§ **Provided records**:
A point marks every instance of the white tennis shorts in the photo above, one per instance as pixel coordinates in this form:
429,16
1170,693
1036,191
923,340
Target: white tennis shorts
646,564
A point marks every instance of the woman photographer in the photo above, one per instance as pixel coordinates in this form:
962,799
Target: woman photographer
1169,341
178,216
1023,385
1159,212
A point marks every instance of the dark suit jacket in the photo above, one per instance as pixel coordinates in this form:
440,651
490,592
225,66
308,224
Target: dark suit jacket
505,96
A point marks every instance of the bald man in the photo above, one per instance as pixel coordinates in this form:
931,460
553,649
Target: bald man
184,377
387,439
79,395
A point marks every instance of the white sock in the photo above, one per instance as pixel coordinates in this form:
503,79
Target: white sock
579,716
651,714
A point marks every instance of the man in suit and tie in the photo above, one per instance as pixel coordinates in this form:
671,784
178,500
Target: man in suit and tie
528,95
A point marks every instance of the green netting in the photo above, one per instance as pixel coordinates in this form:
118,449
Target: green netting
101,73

§ **Task requirements**: Write all of the data above again, exactly as given.

§ **Written answer**:
A point marks every instance of the white tennis shorts in the photo above, one per instance as pixel coordinates in this form:
429,16
1170,693
1036,191
923,340
Target: white tennis shorts
646,564
A point marks every instance of the woman photographer in the photo above, one per instance as pixel coordinates in this form:
962,799
Target: woman photographer
1169,341
178,216
1023,385
1159,212
A point marks every instance of the dark suit jacket in the photo above, one per instance as pixel coordinates in this form:
440,651
490,592
225,66
308,224
Target: dark suit jacket
505,96
A point marks every instance of the bald man in the photo above, one per instance as pixel coordinates in this form:
931,460
553,649
Target: bald man
184,377
387,439
79,395
A point marks every instance of the white sock in the photo above, one per instance as pixel coordinates in this form:
503,79
Target: white sock
579,716
651,714
A point marks every instance of the man in suit and tie in the photo above, one per instance as pixel coordinates in this form:
671,784
178,500
Target: man in suit and tie
528,95
A point marks every instance of the green netting in the photo above, one per instance as pixel coordinates in this form:
118,449
Target: green netting
101,73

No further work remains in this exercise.